*** INPUT DATA ***

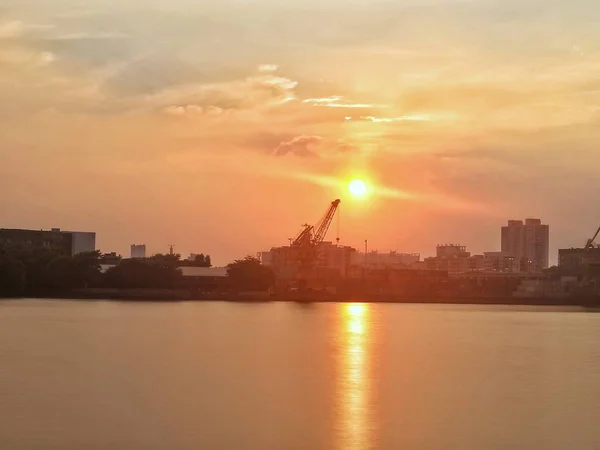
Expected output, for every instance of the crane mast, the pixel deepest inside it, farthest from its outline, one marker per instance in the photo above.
(308, 235)
(590, 242)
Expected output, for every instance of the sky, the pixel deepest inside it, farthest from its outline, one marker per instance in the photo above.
(223, 126)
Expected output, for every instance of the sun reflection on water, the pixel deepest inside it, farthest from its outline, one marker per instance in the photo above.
(352, 380)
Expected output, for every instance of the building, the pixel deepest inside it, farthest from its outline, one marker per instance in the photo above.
(138, 251)
(391, 260)
(329, 260)
(500, 262)
(82, 242)
(66, 242)
(451, 251)
(451, 258)
(529, 240)
(576, 261)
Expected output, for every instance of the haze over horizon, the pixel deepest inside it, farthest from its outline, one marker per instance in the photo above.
(241, 120)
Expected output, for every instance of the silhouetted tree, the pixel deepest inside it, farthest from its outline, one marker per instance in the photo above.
(82, 270)
(249, 274)
(12, 276)
(156, 273)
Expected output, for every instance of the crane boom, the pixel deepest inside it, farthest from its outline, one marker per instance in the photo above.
(323, 226)
(590, 242)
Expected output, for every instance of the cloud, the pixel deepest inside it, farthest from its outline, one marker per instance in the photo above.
(178, 110)
(23, 57)
(17, 28)
(87, 36)
(298, 146)
(268, 68)
(253, 92)
(338, 102)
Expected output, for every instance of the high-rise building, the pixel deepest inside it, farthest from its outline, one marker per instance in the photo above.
(138, 251)
(529, 241)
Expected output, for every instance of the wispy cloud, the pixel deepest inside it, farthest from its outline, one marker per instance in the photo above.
(338, 102)
(18, 28)
(92, 36)
(268, 68)
(298, 146)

*** End of INPUT DATA ***

▶ _WHAT THE TASK REQUIRES_
Pictures excluded, quote all the data above exactly.

▶ _ANSWER BELOW_
Expected output, for every instance of the crane mast, the pixel deepest inside it, farthest from its outline, one marker per instance in the photo above.
(308, 235)
(590, 242)
Expected output, for every instance of the sky, the pixel deepest inside it, farthest from its outline, one marker per instance in the photo above.
(223, 126)
Expected output, for every instance of the sun reflection on water, the pixel deepest inside it, farthest from its outline, one marker per instance in the photo above.
(352, 380)
Expected output, for every instance of the building, the pixel deepest inside it, farthest from its outline, one marker per instance in the photo above.
(138, 251)
(391, 260)
(329, 260)
(500, 262)
(82, 242)
(66, 242)
(451, 251)
(451, 258)
(529, 240)
(576, 261)
Expected output, for every instance of the haze over horizon, the pixel deepest inside it, farthest from its outline, one marker per instance in the photo above.
(241, 120)
Expected output, for every instance of the silhouetted tree, the pixel deepest inside it, farthest from its outline, one marker per instance in the photo above.
(82, 270)
(249, 274)
(12, 276)
(156, 273)
Expected output, for every instance of the crane boom, the pixel deepest inside it, farthest from its outline, one marker per instance in the photo above.
(323, 226)
(590, 242)
Expected output, for every instance of the cloud, the pixel deepest inside it, farthest from its outline, one marker per instance in the photo above.
(178, 110)
(23, 57)
(17, 28)
(87, 36)
(298, 146)
(268, 68)
(253, 92)
(338, 102)
Expected output, for every instance of the high-rise building, the pixel deepest inside it, farthest from its outline, one marker per instance in the photo above.
(138, 251)
(529, 241)
Expected output, for every instance of the wispy cloud, the pixel deepest inside it, farthest from its outline, one marker per instance in the photo above.
(338, 102)
(18, 28)
(92, 36)
(268, 68)
(298, 146)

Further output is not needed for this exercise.